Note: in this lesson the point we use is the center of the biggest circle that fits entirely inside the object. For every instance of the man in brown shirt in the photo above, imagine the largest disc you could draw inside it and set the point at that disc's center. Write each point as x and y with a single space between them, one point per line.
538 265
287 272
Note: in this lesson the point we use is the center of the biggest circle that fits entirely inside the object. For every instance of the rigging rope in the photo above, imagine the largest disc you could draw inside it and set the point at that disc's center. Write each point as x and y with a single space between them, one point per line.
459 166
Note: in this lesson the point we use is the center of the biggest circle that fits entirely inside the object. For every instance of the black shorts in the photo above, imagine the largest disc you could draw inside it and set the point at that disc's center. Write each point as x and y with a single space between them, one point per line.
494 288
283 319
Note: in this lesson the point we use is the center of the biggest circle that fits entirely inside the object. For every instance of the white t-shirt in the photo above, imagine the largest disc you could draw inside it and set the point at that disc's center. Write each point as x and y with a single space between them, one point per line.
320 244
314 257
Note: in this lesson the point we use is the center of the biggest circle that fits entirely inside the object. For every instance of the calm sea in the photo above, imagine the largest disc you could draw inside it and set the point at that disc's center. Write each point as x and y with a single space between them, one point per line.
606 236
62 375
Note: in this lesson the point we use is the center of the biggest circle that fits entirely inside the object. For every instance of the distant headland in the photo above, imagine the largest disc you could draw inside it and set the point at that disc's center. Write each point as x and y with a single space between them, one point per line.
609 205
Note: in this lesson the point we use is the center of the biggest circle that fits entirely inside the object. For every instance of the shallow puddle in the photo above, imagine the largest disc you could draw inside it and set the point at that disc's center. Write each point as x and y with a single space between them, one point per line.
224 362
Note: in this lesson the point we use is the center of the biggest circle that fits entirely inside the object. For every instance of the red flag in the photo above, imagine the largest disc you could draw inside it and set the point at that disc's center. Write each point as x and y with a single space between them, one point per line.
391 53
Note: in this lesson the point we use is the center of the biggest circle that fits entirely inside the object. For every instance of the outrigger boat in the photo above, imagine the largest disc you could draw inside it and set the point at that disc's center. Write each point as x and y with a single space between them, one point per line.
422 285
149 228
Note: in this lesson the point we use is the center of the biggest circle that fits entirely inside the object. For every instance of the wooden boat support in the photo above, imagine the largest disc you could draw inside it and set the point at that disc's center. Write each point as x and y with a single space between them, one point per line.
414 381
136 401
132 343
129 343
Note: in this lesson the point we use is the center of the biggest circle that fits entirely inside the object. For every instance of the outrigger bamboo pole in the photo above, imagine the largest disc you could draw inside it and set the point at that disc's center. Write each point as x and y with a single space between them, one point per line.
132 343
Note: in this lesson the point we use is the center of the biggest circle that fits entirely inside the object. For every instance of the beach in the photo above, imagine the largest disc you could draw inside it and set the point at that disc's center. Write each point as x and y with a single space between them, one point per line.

____________

### EXERCISE DETAILS
Quote all the records. Keep every word exact.

### ANSWER TO THIS PROBLEM
Note: in this lesson the point we use is the center of the biggest circle that fits entirely inside the object. For every instance of the man in brown shirt in the photo above, imagine the largest disc you could draw inside it and set the point at that disc's center. Write each point as x and y with a single space between them, one point per line.
538 265
287 272
Note: in this lesson the point we use is the center of the biggest circle that fits entirely inside the object. For every instance of the rigging rope in the photo above, imagine the largest disc you could draw inside it and set the point at that disc's center. Write each point as x and y with a single space between them, one point per line.
459 166
Note: in this lesson the point we use is the center of the biggest circle that fits entirely inside the object. For every instance of the black shorts in the photo above, imagine the largest disc you could draw inside it and set the point at that disc's center. Write each point as x and y with a single space between them, one point per line.
494 288
283 319
Note: in this lesson the point we use is the center of the biggest circle that fits entirely inside the object. For every instance of the white t-shirt in the photo above, imagine the largest disc you could draw inside it and set the point at that disc's center. Write each point as x and y with a single space between them, one point per line.
320 244
314 257
Note: in this lesson the point we use is the center of the biggest circle that fits entirely inside the object. For every instance of the calm sea in the photo above, imagine the largest disc you could draw inside it and set the point at that disc's center. Write each point as x and y with a single space between them, one point per line.
606 236
62 375
Note: in this lesson the point we use is the center of the biggest circle that fits entirely inside the object. For every instance of the distant headland in the photo above, imagine the largest disc you could draw inside it and set the point at that disc's center. Write each point as x and y with a single space between them, one point per line.
609 205
Note: in this lesson the point we use is the center of the biggest circle that fits entirely inside the object. For every instance of the shallow puddle in the photo above, imagine the largest disc you could draw inside it and set the point at that disc's center. Write each point as x and y with a single space between them, one point per line.
224 362
Note: in this lesson the point we use is the center of the biggest circle that fits entirely inside the object. For every instance of the red flag in the photo above, imagine the largest disc you could draw inside it and set the point at that disc's center. Write each point as x and y with a single space between them, one point per line.
391 53
Note: in this lesson the point we use is the center of the biggest circle that fits entirely inside the object. For every instance of the outrigger boat in the photo above, imagine the largest disc you could draw inside it and set the point at that disc's center. Write each point as x and y with a single space between them, one point per line.
422 285
149 228
Note: in this lesson the point we use is the center of the biggest circle that fits entirely inside the object. For every instance of the wooden boat support in the photo above, imagine the largest disc you could draw inside it and set the point at that disc's center. Write each point as x and y with a single space between them, one point per line.
414 381
136 401
132 343
129 343
Note: in this lesson the point we use is the center of the biggest circle that fits entirely inside the object. For every instance of the outrigger bamboo pole in the photo above, imagine the largest disc you could draw inside it and set the point at that disc's center. Write each point as x and y with a single space between them, one point per line.
132 343
Note: in this lesson the point we use is the center of the biggest circle that fits entirely inside the object. For every instance of the beach in the photo above, imagine the largest disc you could draw inside it and set the point at that disc's center. Write each point as x and y with a single space between them, one point per line.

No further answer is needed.